▶ WHAT YOU WILL DO
The line containing "Q: Can you identify where the white window" and every line after it to the end of the records: set those down exactly, without any pictures.

▶ PROVIDED RECORDS
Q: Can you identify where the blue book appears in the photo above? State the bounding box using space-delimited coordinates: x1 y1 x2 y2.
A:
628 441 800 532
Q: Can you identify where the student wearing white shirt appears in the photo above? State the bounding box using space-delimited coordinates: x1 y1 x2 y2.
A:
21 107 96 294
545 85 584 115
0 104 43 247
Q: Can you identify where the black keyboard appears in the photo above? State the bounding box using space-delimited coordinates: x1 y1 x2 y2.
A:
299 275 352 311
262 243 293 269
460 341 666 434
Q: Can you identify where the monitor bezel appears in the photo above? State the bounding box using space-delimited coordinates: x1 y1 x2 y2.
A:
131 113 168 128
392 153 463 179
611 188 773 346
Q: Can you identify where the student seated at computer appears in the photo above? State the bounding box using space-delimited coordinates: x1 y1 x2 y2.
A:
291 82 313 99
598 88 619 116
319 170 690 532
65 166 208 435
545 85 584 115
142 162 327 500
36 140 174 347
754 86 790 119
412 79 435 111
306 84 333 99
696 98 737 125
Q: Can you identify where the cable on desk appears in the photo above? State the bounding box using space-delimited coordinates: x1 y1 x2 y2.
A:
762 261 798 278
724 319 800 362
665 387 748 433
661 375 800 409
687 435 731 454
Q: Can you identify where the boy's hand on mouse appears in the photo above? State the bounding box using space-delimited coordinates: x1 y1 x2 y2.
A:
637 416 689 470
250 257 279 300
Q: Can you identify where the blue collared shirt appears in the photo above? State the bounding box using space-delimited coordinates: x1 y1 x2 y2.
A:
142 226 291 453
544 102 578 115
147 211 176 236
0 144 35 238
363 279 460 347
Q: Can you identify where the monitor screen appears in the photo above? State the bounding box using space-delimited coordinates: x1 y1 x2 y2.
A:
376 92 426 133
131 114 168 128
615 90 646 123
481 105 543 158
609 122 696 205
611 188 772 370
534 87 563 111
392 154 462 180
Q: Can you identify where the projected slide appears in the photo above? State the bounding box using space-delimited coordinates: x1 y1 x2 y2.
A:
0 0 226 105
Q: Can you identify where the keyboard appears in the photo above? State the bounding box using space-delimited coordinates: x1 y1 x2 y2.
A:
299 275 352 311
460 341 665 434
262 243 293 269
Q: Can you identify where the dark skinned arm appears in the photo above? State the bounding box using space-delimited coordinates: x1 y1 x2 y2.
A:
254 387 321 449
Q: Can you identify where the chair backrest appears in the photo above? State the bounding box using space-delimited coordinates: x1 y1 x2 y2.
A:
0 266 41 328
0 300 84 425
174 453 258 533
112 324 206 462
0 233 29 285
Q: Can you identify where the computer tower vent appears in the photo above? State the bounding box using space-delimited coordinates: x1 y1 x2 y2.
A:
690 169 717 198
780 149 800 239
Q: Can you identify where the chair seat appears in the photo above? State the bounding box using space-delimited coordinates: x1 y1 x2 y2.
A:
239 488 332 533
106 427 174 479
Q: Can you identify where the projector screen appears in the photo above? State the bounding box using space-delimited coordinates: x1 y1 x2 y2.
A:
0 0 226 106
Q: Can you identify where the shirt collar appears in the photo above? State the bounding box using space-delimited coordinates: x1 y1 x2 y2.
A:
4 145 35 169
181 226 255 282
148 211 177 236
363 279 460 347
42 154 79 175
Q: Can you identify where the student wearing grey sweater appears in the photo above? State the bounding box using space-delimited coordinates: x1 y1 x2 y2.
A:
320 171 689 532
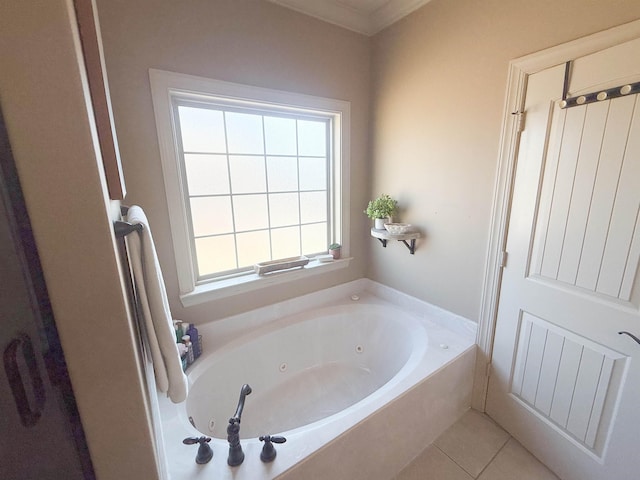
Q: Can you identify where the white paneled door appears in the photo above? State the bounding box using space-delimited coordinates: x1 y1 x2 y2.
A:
486 37 640 480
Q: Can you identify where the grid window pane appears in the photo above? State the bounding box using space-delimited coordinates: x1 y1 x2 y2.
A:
185 154 230 195
301 223 327 254
226 112 264 154
237 230 271 268
299 157 326 191
195 235 237 276
190 196 233 236
271 226 301 259
298 119 326 156
233 194 268 232
267 156 298 192
300 191 327 223
229 155 266 193
269 193 299 227
175 101 336 280
178 106 226 153
264 116 297 155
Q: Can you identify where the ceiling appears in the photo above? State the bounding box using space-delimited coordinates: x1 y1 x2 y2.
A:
266 0 433 36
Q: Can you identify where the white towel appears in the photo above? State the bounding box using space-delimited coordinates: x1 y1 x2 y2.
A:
126 205 187 403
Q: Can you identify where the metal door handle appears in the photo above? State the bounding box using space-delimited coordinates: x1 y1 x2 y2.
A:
3 333 46 427
618 331 640 346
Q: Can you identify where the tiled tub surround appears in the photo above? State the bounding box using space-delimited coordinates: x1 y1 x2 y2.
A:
157 279 476 479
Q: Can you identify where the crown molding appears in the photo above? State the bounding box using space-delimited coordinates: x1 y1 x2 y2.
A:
267 0 433 36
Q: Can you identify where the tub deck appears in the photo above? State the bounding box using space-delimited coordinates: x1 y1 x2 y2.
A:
156 279 476 480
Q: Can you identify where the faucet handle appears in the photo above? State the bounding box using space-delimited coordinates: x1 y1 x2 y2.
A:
183 436 213 464
263 435 286 444
259 435 287 463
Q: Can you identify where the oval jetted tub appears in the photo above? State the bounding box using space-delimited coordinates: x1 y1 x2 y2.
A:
186 303 425 440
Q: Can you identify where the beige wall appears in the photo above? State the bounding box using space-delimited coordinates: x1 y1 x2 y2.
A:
96 0 371 323
2 1 639 477
0 1 159 478
370 0 640 320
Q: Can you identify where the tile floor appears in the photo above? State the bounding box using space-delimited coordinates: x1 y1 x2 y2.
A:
395 409 560 480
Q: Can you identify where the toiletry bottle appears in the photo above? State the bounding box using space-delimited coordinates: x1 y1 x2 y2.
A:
187 339 194 365
177 343 188 371
175 320 184 344
182 323 190 346
187 323 201 359
182 335 194 365
182 323 200 360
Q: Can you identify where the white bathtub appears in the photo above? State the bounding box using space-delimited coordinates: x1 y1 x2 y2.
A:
156 279 476 480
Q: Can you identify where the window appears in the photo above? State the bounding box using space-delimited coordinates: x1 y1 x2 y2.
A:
149 70 350 305
177 103 331 279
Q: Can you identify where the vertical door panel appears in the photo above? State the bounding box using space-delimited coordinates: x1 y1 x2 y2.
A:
487 34 640 480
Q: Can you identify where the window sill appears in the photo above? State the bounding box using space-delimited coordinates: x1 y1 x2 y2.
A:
179 257 352 307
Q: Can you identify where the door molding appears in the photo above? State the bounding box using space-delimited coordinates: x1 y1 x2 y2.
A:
473 17 640 411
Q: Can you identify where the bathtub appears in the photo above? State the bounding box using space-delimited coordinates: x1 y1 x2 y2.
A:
156 279 476 480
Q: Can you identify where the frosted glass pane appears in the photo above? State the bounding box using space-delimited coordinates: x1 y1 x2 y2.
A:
190 197 233 236
237 230 271 267
229 155 266 193
298 119 326 156
269 193 299 227
233 194 268 232
271 227 301 259
184 154 229 195
226 112 264 154
195 235 236 276
264 116 296 155
267 156 298 192
178 106 226 153
300 191 327 223
299 157 326 191
301 223 327 254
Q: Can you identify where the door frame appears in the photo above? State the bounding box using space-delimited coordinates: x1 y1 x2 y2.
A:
473 18 640 411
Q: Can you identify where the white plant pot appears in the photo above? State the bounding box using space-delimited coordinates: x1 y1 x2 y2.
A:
374 218 388 229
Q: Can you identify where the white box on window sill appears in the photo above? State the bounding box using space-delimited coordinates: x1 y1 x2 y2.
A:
254 255 310 275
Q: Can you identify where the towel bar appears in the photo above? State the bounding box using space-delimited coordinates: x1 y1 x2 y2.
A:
114 220 143 238
115 205 143 238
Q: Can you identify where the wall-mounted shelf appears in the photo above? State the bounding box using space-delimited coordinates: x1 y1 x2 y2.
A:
370 228 421 254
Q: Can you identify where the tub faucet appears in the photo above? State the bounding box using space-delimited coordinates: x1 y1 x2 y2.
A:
182 436 213 464
227 384 252 466
259 435 287 462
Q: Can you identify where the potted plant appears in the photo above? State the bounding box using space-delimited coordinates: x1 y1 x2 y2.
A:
328 243 341 259
365 193 398 229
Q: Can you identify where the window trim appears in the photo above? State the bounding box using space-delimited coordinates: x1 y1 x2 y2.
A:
149 69 350 305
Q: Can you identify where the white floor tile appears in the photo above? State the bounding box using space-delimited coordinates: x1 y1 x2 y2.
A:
477 438 559 480
399 410 561 480
395 445 473 480
434 409 509 477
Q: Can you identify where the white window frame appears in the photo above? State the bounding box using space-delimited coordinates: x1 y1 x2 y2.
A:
149 69 350 306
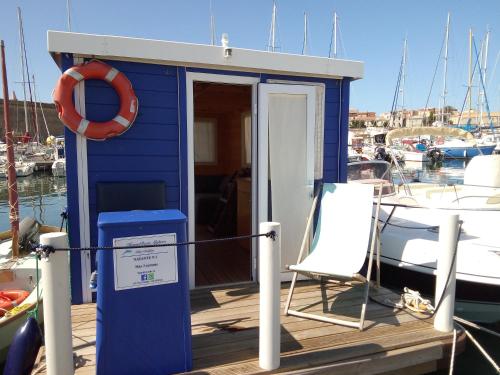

▶ OUTPUT
Q: Can you identify where the white window frame appears in the photo above? State the bounding box using space-delimited coordinates: x1 y1 x2 y2.
A:
149 69 350 306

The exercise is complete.